::: MATERIALS PROVIDED :::

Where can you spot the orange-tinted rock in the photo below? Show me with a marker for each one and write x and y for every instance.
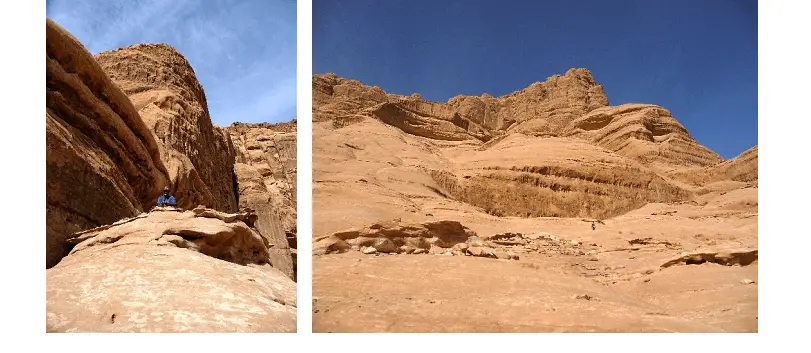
(163, 87)
(103, 163)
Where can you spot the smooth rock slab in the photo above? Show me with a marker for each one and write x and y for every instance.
(148, 288)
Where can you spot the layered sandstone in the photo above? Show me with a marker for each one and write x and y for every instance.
(644, 132)
(102, 161)
(617, 207)
(162, 86)
(170, 271)
(266, 175)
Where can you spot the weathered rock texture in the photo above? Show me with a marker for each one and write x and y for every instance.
(553, 149)
(395, 236)
(266, 174)
(128, 122)
(577, 206)
(170, 271)
(164, 89)
(103, 162)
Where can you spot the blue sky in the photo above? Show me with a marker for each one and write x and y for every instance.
(243, 52)
(696, 58)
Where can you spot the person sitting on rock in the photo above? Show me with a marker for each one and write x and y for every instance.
(166, 199)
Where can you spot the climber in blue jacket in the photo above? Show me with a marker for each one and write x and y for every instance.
(165, 199)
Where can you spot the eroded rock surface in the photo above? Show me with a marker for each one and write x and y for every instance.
(162, 86)
(102, 161)
(572, 207)
(170, 271)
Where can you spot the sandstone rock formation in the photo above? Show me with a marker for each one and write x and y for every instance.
(266, 173)
(395, 236)
(587, 202)
(170, 271)
(162, 85)
(103, 162)
(128, 122)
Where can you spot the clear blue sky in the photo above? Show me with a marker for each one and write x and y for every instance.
(697, 58)
(243, 52)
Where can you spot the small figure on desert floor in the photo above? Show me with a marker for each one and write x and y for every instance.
(166, 199)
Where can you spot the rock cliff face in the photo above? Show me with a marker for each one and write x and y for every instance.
(125, 124)
(554, 149)
(103, 162)
(162, 85)
(266, 174)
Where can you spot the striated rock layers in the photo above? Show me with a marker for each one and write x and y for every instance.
(162, 86)
(103, 162)
(113, 144)
(170, 271)
(266, 174)
(555, 148)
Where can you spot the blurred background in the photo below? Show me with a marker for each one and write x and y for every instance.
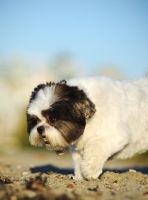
(46, 40)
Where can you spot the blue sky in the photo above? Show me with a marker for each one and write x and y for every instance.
(94, 32)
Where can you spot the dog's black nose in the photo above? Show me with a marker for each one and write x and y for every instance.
(40, 129)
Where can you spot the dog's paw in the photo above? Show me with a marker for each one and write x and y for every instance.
(93, 176)
(77, 177)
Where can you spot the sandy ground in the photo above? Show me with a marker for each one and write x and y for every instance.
(43, 175)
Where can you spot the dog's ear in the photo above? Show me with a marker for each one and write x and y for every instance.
(63, 82)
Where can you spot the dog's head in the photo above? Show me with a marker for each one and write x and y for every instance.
(57, 114)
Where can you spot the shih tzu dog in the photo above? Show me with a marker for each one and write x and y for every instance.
(99, 118)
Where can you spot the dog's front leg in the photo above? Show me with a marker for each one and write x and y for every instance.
(77, 160)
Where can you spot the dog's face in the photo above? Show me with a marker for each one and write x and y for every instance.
(57, 115)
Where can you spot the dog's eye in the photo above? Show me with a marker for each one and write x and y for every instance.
(33, 120)
(52, 120)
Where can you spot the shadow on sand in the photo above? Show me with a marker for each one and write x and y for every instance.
(66, 171)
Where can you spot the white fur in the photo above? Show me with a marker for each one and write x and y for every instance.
(119, 126)
(118, 129)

:::

**WORK TO DO:** Starting with the line that contains "Where can you spot the shadow" and going on through the end of the data, rewrite those lines with the requests unchanged and every coordinate in the answers shifted up by 128.

**SOLVED PROBLEM:**
Where can you spot the shadow on sand in the photo above? Show me with a marker for each one and write x and y for every instance.
(194, 299)
Where can you spot the white fur in the photo above? Show me with a marker for each one and write x and y for every instance.
(247, 254)
(246, 257)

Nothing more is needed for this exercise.